**CHALLENGES:**
1 - Answer these questions using the interview excerpt about Haruki Murakami's translators:
(a) Who introduced Jay Rubin to Murakami, and in what year?
(b) In which magazine was one of J. Philip Gabriel's translations published?
(c) At what venue did Rubin and Gabriel give their presentation on the art of translation?
2 - Print the part of the interview excerpt about Murakami's translators that begins at the words "But how do they" and ends after the words "to Haruki Murakami?", without any changes.
3 - Go on with the interview excerpt about Murakami's translators, starting right after its last sentence.

**EXCERPTED PASSAGE:**
┌────────

But how do they do it? Surrealist Japanese author Haruki Murakami's translators Jay Rubin and J. Philip Gabriel have taken apart prose, sentence by sentence. Without their efforts, Murakami's mystic, cryptic worlds could not have become available to audiences in the United States and elsewhere. Rubin and Gabriel spoke with the Guardian in a phone interview preceding their presentation on the art of translation last week at 111 Minna.
San Francisco
Bay Guardian:
How were you introduced to Haruki Murakami?
Jay Rubin:
By an American publisher in 1989. I was absolutely knocked out by him and stopped reading everyone else for a good 10 years after that. I was just so swept up in Murakami's world.
J. Philip Gabriel:
I was living in Japan and a friend recommended his work. I became interested in translating his short stories, and one of the translations was published in The New Yorker a few years later. I became a regular translator from then on.
SFBG:
How do you align yourself with the author so that even the subtlest aspects of their work are communicated?

└────────

**DATASET EXCERPT:**
┌────────

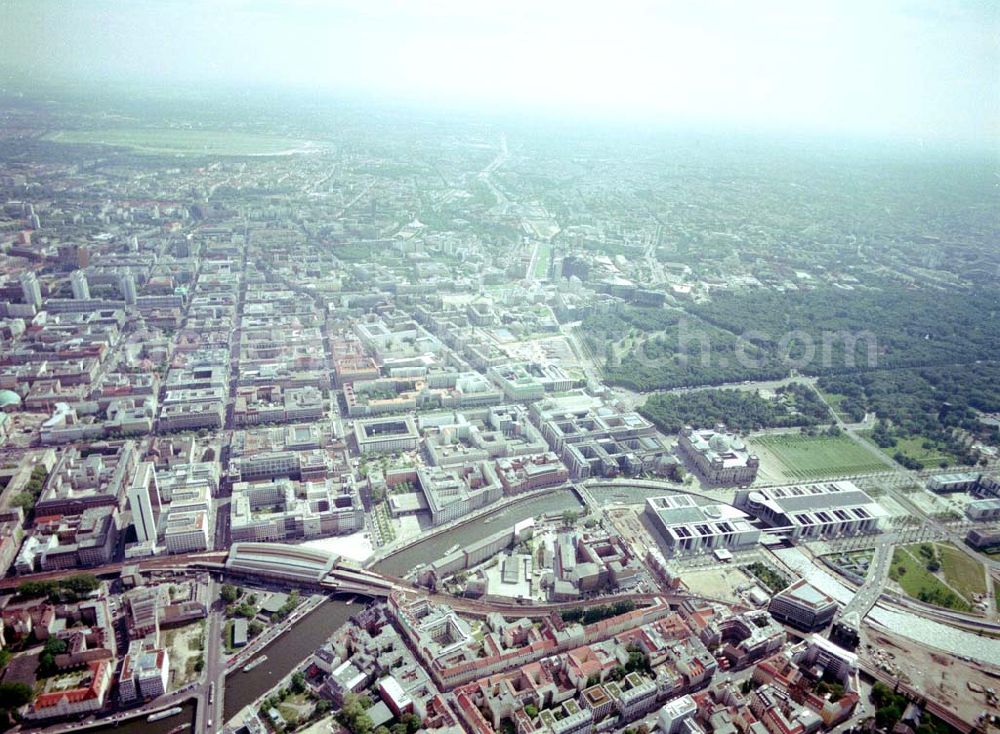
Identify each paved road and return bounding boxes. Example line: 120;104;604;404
840;533;896;622
194;579;226;734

└────────

**RESULTS BY TASK:**
1 -
(a) An American publisher, in 1989.
(b) The New Yorker.
(c) 111 Minna.

2 -
But how do they do it? Surrealist Japanese author Haruki Murakami's translators Jay Rubin and J. Philip Gabriel have taken apart prose, sentence by sentence. Without their efforts, Murakami's mystic, cryptic worlds could not have become available to audiences in the United States and elsewhere. Rubin and Gabriel spoke with the Guardian in a phone interview preceding their presentation on the art of translation last week at 111 Minna.
San Francisco
Bay Guardian:
How were you introduced to Haruki Murakami?

3 -
JR:
Maybe I'm not doing that. You never know, do you? I'm always saying that people shouldn't read translated literature, they should learn the language themselves. One way you can build up trust is by reading the translation and feeling to see if it moves you in the same recognizable ways as reading in your native language. There's never a guarantee that you're getting the unalloyed original. But if a piece of literature is able to make you afraid or delighted in some way, it's fairly likely that there's something in the original that does that too.
JPG:
I work with writers who are fortunately still alive. I have the option of asking a question for clarification. Murakami's English is really good, and he is a translator himself, so he understands the challenges at hand and is happy to give suggestions.
SFBG:
Humor often becomes diluted between languages, especially since a lot of humor is word-based. How do you retain the original comic flow?
JR:
When you have languages as different as Japanese and English, it's virtually impossible to preserve a pun. You just simply have to make up wordplay that seems to work in a similar way. And since Murakami has obviously been influenced by Western literature, his humor is not too hard to convey.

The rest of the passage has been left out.